THE EXERCISE:
In the records below, find the line containing "Please indicate the blue"; copy exactly that line and all lines after it to the end, and nothing else.
-- DATA SUPPLIED start --
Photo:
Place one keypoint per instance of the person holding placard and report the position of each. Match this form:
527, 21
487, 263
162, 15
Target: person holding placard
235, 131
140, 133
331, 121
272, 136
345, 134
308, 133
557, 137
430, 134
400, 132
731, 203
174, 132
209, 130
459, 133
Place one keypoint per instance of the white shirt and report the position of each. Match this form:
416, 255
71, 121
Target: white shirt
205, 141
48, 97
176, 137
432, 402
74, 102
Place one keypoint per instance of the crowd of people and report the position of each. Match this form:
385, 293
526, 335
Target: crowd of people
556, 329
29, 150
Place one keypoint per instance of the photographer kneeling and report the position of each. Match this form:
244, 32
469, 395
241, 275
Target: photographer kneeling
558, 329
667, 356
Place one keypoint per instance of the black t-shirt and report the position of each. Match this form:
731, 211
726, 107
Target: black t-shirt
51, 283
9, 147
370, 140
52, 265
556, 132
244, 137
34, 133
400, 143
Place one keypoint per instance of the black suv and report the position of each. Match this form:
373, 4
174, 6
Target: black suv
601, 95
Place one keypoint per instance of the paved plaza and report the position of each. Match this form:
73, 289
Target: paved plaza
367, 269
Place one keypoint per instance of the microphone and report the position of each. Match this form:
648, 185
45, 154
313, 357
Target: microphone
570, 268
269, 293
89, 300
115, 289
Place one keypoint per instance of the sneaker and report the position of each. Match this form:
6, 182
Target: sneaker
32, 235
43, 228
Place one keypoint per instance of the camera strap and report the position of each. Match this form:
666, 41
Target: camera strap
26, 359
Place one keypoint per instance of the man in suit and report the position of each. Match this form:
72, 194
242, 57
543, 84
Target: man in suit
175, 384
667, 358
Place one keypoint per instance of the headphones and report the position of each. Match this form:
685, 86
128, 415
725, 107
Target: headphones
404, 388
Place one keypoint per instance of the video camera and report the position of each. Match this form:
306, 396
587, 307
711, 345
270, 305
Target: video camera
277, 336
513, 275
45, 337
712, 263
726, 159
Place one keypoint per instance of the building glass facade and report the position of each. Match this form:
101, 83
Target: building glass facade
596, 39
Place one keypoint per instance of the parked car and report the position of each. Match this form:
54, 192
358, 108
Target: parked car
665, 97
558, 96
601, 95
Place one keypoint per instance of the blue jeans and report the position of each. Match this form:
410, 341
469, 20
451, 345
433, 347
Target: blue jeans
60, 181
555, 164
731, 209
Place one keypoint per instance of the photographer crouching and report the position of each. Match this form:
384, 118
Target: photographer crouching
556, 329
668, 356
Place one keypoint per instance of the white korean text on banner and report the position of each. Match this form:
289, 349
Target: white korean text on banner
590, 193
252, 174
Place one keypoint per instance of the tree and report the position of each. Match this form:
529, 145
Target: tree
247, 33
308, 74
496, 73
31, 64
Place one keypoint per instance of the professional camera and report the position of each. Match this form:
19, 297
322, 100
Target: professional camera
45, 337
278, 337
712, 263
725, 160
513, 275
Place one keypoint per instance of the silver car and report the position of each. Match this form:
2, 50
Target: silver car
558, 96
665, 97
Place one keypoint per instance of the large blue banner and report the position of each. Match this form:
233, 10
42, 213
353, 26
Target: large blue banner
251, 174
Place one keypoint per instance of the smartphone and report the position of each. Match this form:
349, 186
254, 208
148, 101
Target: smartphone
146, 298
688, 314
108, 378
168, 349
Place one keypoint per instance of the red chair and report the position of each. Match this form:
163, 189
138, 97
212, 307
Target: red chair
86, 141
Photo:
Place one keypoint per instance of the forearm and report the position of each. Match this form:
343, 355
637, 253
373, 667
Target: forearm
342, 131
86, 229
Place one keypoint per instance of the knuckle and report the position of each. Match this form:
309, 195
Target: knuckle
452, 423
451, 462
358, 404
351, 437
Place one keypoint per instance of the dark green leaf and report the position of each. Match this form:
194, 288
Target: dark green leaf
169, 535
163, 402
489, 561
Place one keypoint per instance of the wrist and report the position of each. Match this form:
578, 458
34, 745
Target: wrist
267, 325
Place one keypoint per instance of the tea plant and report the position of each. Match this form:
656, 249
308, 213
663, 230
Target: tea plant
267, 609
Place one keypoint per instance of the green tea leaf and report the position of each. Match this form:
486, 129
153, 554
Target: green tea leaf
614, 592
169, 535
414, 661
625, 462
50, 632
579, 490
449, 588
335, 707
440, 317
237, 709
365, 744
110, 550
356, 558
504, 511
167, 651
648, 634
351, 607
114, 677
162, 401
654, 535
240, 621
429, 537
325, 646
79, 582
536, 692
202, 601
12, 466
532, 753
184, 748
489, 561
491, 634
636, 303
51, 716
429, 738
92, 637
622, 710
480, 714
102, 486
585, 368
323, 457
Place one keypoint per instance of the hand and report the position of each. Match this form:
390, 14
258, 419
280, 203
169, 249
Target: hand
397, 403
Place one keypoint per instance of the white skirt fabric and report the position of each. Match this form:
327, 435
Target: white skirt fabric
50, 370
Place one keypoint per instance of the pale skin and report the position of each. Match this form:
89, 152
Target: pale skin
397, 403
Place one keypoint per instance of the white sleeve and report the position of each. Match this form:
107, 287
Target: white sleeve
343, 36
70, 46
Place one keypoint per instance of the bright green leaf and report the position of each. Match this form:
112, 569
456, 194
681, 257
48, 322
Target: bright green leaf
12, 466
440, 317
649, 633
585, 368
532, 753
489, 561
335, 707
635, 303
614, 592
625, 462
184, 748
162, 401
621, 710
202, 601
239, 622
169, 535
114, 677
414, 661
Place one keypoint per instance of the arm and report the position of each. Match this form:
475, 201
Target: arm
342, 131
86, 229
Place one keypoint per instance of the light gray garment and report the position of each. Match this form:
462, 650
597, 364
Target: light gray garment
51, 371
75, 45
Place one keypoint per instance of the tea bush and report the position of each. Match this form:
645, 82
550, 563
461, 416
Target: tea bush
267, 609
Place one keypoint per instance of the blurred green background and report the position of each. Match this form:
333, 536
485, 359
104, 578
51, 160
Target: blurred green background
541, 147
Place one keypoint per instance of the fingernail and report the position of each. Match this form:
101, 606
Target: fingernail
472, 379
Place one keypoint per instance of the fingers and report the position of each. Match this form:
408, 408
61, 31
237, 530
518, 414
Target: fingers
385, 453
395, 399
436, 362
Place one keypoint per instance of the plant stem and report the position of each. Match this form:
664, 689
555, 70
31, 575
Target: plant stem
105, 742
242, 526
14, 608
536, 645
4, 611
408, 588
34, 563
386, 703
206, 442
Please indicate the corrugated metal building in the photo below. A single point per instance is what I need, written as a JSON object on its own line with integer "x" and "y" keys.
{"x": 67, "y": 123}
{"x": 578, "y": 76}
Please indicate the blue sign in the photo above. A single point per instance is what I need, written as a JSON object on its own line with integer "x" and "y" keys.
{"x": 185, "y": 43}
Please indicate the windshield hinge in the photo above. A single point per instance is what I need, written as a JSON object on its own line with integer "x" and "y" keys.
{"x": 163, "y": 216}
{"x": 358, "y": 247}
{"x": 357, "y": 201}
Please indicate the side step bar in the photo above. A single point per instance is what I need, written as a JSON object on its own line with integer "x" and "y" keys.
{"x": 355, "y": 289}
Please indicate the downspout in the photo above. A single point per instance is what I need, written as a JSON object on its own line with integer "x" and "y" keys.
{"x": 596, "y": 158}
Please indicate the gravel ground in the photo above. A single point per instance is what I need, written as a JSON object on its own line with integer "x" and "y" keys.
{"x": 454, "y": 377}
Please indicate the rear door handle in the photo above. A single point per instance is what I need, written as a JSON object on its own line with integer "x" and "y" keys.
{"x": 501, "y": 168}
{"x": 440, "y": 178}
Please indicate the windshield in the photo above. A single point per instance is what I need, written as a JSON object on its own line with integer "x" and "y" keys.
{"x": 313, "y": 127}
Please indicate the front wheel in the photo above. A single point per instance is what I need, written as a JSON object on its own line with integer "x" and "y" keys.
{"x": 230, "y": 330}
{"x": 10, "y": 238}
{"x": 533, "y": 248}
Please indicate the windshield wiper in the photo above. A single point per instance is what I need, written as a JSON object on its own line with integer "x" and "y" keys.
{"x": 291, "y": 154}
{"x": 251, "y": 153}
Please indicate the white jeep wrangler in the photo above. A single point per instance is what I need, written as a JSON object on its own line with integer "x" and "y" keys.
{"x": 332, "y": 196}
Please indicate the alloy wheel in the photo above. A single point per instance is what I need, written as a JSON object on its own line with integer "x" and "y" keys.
-- DATA SUPPLIED end --
SOLUTION BELOW:
Please indicate the blue sign in the photo above. A single point per instance is what I need, written as a JSON object on its own line with integer "x" and "y" keys.
{"x": 185, "y": 43}
Please indicate the windshield hinge in the photo above. A single point per instance is what I need, written as a JSON object on its own line with integer "x" and "y" keys.
{"x": 163, "y": 216}
{"x": 358, "y": 247}
{"x": 357, "y": 201}
Please indicate the side step bar in the photo above. A single point per instance is what I need, written as a JSON object on its own line with integer "x" and "y" keys.
{"x": 355, "y": 289}
Please indicate the downspout in the photo above. A single point per instance is what I need, written as a JSON object on its own line with integer "x" and "y" keys.
{"x": 596, "y": 158}
Please indicate the gravel ground in the photo above. A single point per instance is what I need, written as a JSON object on its own line with integer "x" and "y" keys.
{"x": 454, "y": 377}
Please indicate the rear door handle in the photo above. A single point per instance is what I need, written as a JSON object on its own line with integer "x" and "y" keys.
{"x": 501, "y": 168}
{"x": 440, "y": 178}
Please indicate the windshield in the photo above. A single point per instance is what I need, written as a JSON object on its own line with integer "x" and "y" keys.
{"x": 313, "y": 127}
Please indicate the front wheel in the photo above. A single point per instance is what I need, written as a JSON object on its own line with integer "x" and "y" keys.
{"x": 230, "y": 330}
{"x": 10, "y": 238}
{"x": 533, "y": 248}
Please indicate the windshield wiper in the photo above. A single point per instance is what I need, written as a JSON object on its own line with integer "x" and "y" keys.
{"x": 291, "y": 154}
{"x": 251, "y": 153}
Please indicate the white jeep wrangler in the photo above. A single point per instance is what I need, written as a JSON object on its own line with integer "x" and "y" keys.
{"x": 332, "y": 196}
Please indicate the alloy wheel in the photo above. A single point per instance is what I need, written as a JSON object on its own line with integer "x" and "y" keys.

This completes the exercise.